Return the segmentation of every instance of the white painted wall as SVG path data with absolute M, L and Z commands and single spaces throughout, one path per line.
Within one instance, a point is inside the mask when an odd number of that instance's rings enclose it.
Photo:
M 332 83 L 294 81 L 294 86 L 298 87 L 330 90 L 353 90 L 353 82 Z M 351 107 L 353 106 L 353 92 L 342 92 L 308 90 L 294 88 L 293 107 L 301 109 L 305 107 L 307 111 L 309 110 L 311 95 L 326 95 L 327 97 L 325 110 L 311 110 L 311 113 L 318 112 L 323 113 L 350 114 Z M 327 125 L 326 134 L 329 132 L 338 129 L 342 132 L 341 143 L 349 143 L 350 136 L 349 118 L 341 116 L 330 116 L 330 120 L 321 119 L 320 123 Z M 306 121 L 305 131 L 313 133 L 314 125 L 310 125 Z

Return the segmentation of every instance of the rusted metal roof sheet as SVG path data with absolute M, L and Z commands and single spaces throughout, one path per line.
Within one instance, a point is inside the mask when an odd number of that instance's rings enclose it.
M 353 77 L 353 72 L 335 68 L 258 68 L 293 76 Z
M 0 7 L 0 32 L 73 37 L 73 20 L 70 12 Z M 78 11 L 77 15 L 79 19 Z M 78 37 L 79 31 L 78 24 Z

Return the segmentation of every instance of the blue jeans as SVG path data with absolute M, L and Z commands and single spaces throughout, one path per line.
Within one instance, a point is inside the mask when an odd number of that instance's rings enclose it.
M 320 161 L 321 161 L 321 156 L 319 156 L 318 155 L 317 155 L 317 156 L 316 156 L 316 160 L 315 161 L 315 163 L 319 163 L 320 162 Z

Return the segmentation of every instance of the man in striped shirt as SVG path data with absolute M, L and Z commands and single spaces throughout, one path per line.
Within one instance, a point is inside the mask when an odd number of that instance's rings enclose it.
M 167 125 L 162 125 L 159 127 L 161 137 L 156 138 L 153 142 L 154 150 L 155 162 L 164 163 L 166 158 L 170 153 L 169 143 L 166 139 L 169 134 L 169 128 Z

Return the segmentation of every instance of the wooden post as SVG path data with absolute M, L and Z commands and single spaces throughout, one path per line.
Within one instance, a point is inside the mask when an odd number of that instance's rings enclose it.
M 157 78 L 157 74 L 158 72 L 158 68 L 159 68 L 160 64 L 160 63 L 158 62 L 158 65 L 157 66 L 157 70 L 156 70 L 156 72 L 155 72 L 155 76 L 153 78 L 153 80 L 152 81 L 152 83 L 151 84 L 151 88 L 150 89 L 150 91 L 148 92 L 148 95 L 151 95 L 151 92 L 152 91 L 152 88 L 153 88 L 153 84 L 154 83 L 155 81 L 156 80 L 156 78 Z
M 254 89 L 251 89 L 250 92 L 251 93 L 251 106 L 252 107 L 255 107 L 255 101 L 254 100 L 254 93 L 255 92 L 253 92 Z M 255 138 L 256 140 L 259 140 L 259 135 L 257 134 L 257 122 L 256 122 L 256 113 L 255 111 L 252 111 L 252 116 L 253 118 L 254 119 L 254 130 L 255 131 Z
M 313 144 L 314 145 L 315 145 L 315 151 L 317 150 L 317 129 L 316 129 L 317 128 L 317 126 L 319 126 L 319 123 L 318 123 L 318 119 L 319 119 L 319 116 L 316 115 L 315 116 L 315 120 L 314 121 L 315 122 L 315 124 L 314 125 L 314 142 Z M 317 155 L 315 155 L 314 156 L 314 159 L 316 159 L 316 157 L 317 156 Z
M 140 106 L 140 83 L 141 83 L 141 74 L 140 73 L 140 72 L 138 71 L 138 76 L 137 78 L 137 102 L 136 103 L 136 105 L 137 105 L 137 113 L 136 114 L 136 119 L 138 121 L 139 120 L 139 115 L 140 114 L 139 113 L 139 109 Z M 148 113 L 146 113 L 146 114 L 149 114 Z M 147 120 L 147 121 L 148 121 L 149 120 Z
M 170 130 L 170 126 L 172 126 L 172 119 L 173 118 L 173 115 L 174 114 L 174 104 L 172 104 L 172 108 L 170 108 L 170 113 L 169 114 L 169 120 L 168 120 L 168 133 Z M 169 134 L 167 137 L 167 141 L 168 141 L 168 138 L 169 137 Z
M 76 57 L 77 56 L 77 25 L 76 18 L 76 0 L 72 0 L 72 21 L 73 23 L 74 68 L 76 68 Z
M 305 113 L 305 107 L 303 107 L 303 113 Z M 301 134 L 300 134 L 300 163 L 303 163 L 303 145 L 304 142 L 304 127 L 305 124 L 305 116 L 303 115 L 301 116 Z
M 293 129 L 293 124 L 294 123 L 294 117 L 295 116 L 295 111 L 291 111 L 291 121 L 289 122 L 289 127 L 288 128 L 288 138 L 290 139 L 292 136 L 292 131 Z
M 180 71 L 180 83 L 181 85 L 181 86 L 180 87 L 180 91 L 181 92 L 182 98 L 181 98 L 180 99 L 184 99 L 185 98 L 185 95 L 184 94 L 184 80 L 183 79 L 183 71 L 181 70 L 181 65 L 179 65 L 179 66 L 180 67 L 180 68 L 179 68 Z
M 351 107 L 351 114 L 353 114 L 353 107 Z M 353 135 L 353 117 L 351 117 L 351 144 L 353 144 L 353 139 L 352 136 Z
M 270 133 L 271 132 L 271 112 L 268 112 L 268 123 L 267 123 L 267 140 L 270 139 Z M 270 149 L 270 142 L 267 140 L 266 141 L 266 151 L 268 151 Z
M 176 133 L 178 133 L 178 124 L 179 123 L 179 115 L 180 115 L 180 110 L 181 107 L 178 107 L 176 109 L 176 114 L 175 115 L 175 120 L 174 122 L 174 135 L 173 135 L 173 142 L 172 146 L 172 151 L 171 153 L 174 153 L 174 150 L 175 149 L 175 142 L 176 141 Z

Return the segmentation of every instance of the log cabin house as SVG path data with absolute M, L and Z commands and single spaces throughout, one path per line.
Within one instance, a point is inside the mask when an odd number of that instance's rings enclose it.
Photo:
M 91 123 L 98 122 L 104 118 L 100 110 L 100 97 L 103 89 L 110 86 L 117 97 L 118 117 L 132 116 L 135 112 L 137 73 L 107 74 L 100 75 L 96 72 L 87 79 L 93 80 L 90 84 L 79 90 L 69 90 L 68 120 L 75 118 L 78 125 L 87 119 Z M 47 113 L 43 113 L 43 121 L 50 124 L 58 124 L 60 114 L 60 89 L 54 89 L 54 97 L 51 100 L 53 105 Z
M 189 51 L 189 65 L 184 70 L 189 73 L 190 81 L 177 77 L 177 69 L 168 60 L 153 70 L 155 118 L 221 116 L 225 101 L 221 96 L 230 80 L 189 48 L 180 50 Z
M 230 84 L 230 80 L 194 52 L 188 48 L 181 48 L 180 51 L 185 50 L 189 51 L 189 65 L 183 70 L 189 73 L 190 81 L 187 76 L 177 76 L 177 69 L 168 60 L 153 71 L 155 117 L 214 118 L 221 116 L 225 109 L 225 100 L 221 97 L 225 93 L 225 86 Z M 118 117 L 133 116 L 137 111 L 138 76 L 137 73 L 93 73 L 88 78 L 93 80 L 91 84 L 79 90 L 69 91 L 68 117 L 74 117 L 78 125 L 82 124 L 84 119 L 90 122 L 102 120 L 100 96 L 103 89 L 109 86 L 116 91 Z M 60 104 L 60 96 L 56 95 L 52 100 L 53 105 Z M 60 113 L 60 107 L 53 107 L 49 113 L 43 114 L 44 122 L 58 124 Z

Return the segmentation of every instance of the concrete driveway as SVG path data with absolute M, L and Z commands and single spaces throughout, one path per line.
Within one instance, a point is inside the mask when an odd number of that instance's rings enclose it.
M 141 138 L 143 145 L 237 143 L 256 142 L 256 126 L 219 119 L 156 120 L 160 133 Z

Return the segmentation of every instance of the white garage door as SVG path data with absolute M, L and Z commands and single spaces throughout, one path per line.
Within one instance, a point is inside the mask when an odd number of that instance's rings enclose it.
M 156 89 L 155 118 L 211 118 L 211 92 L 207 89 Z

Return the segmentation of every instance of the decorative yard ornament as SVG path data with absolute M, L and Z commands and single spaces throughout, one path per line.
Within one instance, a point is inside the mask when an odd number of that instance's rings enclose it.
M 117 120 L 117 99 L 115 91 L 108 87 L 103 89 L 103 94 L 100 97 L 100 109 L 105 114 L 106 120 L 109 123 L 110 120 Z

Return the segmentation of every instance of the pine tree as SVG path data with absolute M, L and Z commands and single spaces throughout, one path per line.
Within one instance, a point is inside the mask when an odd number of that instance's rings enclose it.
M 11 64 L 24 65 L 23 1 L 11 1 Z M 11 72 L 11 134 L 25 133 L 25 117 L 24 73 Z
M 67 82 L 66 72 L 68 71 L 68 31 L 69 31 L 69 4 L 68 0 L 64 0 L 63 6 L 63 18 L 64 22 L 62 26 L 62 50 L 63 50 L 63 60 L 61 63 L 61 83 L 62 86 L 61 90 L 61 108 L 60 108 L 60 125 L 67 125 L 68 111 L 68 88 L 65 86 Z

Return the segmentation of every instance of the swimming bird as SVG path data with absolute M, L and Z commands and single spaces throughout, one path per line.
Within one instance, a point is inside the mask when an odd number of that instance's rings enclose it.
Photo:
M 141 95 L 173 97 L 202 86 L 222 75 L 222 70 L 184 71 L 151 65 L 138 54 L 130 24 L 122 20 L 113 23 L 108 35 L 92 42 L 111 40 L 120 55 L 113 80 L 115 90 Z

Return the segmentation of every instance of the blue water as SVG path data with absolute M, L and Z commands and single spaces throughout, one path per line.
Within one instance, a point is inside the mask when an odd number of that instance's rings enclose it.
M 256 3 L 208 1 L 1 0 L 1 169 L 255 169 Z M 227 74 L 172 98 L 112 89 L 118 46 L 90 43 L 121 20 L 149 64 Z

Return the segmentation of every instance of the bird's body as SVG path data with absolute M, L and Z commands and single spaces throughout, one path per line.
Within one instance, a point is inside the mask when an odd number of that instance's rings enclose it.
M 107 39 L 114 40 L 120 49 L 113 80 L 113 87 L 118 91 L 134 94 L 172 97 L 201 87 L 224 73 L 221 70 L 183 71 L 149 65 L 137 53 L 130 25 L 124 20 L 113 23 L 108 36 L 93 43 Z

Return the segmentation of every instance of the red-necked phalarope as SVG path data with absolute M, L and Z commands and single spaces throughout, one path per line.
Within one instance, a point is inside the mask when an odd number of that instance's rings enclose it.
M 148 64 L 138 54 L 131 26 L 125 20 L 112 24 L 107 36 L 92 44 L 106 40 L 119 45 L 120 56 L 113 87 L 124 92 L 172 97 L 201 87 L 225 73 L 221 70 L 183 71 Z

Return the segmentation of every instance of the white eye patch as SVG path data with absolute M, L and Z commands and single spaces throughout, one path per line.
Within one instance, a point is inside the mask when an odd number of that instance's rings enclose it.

■ WHAT YOU NEED TO DO
Begin at the line of the listing that contains "Return the segmentation of every instance of the red-necked" and continue through the end of the listing. Write those lines out again, requests included, and move every coordinate in the answer paths by adding -35 to it.

■ THE COMPLETED TASK
Return the segmentation of every instance of the red-necked phalarope as SVG path data with absolute M, L and Z commands and single spaces throughout, one path per line.
Within one instance, a point is inside the mask when an odd number of that instance's rings enclose it.
M 113 29 L 103 19 L 96 -9 L 90 -15 L 77 -11 L 72 1 L 57 9 L 71 5 L 84 10 L 85 21 L 78 52 L 89 57 L 137 62 L 166 52 L 190 38 L 186 35 L 148 36 Z

Return the segmentation of every instance of the white eye patch as SVG path data with absolute M, L and Z commands and single spaces throughout, one path per line.
Within one instance, a point is inside the mask when an odd number of that instance's rings enclose it.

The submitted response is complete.